▸ Task instructions
Among the lines below, restate word for word only those from the line with "for the blue" through the line with "for the small", with both end lines kept.

▸ Saved data entries
* * * * * * *
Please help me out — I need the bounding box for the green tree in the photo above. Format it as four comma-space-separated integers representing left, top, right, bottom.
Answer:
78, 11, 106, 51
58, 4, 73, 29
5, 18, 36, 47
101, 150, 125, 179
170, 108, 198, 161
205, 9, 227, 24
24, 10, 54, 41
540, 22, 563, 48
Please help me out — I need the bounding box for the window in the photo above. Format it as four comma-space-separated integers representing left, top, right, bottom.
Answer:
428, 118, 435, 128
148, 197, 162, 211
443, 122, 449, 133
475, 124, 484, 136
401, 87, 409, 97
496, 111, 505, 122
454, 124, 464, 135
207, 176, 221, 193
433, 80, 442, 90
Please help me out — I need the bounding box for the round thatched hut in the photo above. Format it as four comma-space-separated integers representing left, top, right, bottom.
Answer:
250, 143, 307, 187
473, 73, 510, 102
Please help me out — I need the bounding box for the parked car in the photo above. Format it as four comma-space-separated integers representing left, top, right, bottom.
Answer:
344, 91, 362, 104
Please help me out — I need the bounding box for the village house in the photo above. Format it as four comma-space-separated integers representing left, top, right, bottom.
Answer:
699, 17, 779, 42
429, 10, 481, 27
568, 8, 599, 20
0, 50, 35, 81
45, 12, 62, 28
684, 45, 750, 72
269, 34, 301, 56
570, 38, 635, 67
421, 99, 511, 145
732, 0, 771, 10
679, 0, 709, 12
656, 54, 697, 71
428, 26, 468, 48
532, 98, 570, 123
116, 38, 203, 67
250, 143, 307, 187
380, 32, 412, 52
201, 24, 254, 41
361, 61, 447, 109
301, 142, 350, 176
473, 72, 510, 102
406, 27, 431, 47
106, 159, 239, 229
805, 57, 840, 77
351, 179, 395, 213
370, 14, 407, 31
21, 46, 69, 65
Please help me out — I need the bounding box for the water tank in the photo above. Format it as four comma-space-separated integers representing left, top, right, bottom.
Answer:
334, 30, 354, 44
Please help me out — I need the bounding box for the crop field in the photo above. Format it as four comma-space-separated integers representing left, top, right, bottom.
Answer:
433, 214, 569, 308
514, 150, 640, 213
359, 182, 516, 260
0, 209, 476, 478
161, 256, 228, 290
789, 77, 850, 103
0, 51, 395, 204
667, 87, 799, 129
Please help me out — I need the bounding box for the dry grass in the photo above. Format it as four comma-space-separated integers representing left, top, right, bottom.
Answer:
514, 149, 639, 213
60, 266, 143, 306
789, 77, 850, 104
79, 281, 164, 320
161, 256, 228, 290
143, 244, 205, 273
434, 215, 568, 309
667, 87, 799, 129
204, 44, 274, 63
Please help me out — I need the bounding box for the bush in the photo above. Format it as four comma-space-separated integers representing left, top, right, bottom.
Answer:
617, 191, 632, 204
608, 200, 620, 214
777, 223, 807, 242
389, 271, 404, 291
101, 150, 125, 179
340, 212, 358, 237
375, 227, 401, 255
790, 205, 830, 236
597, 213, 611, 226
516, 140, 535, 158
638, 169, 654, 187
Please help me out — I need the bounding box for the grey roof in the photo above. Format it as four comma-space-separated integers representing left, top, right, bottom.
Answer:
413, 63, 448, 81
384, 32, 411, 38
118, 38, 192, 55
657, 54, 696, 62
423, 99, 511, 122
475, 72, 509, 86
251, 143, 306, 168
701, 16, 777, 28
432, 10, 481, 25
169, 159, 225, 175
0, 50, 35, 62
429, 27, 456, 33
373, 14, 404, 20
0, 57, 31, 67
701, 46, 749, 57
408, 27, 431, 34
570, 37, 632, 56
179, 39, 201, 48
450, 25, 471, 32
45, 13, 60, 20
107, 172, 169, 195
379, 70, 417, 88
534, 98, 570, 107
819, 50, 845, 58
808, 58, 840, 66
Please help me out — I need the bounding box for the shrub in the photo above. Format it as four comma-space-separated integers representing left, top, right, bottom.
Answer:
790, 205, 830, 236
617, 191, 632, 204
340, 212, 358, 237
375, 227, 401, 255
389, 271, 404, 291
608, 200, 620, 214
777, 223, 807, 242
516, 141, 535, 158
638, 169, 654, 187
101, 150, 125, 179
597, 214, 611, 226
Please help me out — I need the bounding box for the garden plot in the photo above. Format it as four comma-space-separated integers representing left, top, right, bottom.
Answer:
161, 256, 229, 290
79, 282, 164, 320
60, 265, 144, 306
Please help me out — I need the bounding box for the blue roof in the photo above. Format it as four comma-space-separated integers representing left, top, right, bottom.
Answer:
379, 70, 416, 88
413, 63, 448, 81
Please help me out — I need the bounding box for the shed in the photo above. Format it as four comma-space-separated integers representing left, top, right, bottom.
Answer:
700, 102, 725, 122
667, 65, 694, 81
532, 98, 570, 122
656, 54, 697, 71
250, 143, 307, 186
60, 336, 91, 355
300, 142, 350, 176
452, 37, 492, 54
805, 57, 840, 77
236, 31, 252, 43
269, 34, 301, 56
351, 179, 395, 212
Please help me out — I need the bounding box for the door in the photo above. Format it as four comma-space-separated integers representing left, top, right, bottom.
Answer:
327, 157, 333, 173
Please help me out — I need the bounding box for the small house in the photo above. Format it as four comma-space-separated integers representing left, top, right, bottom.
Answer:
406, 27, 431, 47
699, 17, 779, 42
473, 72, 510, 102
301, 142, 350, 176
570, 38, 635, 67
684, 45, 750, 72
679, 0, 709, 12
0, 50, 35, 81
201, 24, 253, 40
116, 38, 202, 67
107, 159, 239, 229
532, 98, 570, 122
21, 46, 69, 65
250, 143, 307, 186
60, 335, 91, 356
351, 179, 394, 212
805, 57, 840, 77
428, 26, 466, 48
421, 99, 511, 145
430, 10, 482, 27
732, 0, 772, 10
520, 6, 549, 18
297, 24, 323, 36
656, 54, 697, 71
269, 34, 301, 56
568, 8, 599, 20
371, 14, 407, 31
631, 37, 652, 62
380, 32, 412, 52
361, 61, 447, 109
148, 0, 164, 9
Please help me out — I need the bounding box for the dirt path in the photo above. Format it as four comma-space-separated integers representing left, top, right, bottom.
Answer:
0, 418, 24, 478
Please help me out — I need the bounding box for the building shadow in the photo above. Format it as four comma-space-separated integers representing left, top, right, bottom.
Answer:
* * * * * * *
▸ Output of the exercise
Please help me out — I need the bounding box for the blue roof in the photo above. Format it as four comma-space-separated integers representing left, top, right, bottom.
Answer:
379, 70, 416, 88
413, 63, 448, 81
Please help me out — I need the bounding box for the shed in the photo above. Format it as four comma-space-separated integers representing left, top, right, bottom.
Answer:
700, 102, 725, 122
667, 65, 694, 81
532, 98, 570, 122
656, 54, 697, 71
250, 143, 307, 186
60, 336, 91, 355
300, 142, 350, 176
452, 37, 492, 54
805, 57, 840, 77
236, 31, 252, 43
269, 34, 301, 56
351, 179, 395, 212
Please help me out — I need the bounding box for the door in the photo above. Format it as four comma-space-separated integers representing left, top, right, bottom.
Answer:
327, 157, 333, 173
Please help me out — I need the bounding box for the small house in the photo above. Format it as four comma-space-separated integers representing left, top, right, bottom.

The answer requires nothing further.